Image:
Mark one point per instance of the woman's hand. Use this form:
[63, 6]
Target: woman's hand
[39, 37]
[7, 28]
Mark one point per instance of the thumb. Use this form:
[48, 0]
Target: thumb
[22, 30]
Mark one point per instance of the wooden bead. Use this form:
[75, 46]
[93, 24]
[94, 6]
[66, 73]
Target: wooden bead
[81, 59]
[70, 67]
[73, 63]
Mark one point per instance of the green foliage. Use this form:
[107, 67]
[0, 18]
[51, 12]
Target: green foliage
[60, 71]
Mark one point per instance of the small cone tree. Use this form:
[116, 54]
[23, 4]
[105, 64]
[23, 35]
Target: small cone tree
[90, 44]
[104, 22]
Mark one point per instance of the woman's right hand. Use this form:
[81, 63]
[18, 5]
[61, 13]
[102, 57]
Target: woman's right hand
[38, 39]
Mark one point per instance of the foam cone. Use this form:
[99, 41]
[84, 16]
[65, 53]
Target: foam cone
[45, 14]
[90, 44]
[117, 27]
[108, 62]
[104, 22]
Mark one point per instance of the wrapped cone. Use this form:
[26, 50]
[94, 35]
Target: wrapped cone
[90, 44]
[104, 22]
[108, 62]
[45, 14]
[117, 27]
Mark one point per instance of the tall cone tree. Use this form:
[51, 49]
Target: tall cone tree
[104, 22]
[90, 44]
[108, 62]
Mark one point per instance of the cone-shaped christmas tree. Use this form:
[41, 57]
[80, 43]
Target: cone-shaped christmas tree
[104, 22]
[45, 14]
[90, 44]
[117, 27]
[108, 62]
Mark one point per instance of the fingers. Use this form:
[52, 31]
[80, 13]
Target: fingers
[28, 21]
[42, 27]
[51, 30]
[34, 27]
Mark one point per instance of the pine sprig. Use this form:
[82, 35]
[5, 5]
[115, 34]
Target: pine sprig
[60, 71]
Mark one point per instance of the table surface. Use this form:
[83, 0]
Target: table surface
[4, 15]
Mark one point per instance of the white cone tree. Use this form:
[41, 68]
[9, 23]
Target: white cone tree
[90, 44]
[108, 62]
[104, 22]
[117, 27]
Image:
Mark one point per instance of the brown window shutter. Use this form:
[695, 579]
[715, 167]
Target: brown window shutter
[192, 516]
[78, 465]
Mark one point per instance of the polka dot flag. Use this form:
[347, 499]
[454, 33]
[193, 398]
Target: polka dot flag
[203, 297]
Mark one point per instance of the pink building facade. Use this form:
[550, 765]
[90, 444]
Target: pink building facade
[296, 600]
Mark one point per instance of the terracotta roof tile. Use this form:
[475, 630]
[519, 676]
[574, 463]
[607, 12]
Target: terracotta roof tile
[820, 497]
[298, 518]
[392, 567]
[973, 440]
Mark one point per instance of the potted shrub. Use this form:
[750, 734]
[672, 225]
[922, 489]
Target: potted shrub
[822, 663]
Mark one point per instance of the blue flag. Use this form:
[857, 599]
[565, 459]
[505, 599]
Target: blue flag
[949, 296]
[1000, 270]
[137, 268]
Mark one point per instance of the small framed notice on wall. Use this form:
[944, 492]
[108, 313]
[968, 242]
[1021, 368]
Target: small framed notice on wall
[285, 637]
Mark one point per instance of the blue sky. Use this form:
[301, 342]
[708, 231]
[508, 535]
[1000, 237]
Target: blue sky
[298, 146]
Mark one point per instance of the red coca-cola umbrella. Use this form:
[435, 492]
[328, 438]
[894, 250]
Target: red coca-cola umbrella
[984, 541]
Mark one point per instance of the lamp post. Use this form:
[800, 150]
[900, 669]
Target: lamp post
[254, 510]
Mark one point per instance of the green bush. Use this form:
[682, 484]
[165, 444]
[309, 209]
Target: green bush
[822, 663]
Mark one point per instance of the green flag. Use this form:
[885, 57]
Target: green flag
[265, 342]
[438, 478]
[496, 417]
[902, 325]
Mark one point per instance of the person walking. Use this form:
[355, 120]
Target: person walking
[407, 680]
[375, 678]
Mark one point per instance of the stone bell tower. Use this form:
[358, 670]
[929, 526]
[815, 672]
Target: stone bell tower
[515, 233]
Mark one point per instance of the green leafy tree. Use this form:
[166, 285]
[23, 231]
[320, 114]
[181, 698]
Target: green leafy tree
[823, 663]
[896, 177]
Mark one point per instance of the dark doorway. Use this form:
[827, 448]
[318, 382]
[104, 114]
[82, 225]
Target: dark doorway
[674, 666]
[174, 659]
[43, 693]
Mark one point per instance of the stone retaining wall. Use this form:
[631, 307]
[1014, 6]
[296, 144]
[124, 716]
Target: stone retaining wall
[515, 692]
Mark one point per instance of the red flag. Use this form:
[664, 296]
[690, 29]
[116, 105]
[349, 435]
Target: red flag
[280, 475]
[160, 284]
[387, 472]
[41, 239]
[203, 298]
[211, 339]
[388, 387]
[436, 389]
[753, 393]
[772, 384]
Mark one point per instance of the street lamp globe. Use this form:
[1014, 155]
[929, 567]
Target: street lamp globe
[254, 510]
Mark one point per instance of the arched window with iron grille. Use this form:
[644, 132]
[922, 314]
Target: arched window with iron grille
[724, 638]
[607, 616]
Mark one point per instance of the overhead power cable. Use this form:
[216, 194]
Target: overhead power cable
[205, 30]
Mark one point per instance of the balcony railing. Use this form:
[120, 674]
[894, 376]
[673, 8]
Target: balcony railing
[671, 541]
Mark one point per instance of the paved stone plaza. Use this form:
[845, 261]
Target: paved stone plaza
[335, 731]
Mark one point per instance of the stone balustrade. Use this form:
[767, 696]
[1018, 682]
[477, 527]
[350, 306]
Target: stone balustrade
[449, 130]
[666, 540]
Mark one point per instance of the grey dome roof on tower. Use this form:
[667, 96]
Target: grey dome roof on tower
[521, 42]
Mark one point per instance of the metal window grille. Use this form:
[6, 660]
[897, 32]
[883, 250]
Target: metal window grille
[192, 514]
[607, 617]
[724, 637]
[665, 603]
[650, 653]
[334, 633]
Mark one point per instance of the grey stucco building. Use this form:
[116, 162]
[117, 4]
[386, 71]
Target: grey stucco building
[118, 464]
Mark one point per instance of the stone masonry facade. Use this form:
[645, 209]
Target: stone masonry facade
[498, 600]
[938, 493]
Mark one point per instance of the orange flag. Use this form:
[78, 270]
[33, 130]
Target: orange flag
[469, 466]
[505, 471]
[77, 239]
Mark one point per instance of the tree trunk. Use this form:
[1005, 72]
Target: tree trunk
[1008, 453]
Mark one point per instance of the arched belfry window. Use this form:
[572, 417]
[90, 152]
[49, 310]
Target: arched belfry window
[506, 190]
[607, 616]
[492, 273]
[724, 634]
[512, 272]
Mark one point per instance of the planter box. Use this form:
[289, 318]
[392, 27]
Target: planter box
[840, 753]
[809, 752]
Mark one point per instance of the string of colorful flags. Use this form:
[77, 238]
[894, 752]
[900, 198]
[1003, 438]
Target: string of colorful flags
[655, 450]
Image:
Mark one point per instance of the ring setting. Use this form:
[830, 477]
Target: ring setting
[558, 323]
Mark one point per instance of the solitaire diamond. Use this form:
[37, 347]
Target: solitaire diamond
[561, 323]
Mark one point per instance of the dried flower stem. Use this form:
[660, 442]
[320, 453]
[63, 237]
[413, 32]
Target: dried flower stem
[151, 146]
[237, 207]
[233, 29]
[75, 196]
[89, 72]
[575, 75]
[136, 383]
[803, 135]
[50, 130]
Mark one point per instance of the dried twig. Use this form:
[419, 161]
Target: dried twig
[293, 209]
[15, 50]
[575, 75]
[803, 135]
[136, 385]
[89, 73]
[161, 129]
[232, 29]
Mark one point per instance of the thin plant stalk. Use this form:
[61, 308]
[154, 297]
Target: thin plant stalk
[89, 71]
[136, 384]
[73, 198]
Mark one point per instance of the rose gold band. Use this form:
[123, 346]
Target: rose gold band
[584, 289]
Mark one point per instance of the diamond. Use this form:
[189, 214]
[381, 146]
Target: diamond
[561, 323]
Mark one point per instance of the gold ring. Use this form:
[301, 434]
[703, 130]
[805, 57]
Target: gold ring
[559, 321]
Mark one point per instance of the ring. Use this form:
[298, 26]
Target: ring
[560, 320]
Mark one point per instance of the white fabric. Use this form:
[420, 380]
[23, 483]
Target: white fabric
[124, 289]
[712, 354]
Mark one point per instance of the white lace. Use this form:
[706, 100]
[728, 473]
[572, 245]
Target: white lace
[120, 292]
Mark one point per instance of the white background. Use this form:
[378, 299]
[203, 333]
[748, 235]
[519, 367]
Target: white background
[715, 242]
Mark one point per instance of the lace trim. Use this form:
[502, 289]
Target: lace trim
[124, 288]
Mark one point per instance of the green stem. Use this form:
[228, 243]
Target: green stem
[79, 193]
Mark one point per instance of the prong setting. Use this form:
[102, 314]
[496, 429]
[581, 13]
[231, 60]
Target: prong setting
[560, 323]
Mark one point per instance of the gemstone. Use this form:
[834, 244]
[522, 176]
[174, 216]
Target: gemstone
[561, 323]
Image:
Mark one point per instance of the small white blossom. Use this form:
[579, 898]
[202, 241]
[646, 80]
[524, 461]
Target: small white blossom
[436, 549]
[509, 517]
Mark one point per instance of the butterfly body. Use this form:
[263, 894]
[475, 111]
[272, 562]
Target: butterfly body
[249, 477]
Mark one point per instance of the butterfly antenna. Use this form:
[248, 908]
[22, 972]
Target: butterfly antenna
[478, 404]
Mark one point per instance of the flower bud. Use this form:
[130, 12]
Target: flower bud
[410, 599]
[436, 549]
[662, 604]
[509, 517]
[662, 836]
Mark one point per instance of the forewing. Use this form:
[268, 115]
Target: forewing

◇ ◇ ◇ ◇ ◇

§ THE REQUEST
Give again only the lines starting at the one that contains "Mark one point per instance of the gold" and running to the end of the data.

§ THE COMPLETED TASK
Mark one point per instance of the gold ring. Use this form:
[301, 434]
[703, 130]
[805, 57]
Target: gold ring
[559, 321]
Mark one point per instance of the ring. Use this form:
[298, 26]
Target: ring
[560, 320]
Mark one point per instance of the white fabric. Use this form:
[420, 380]
[23, 483]
Target: white fabric
[124, 289]
[712, 354]
Mark one point per instance of the white lace. Use this form:
[706, 100]
[728, 473]
[572, 245]
Target: white lace
[120, 292]
Mark one point per instance of the white background. Use this form:
[378, 299]
[203, 333]
[748, 235]
[519, 367]
Target: white background
[715, 242]
Mark one point per instance of the lace trim. Use this form:
[502, 289]
Target: lace trim
[124, 288]
Mark one point per instance of the green stem. Use this form:
[228, 243]
Target: green stem
[79, 193]
Mark one point per instance of the prong setting. Use this form:
[102, 314]
[496, 429]
[581, 13]
[231, 60]
Target: prong setting
[560, 323]
Mark one point per instance of the gemstone. Use this form:
[834, 244]
[522, 176]
[174, 216]
Target: gemstone
[561, 323]
Image:
Mark one point per instance of the small white blossom. Use this form:
[579, 898]
[202, 241]
[646, 80]
[524, 461]
Target: small white blossom
[436, 549]
[509, 517]
Mark one point per instance of the butterfly body. Use this form:
[263, 894]
[475, 111]
[272, 562]
Target: butterfly body
[249, 477]
Mark one point per instance of the butterfly antenna. Use this form:
[248, 908]
[22, 972]
Target: butterfly antenna
[478, 404]
Mark one point per instance of the flower bud. Use this form:
[130, 12]
Target: flower bud
[410, 599]
[436, 549]
[662, 604]
[509, 517]
[662, 836]
Mark one point per instance of the forewing. Use this form:
[268, 115]
Target: forewing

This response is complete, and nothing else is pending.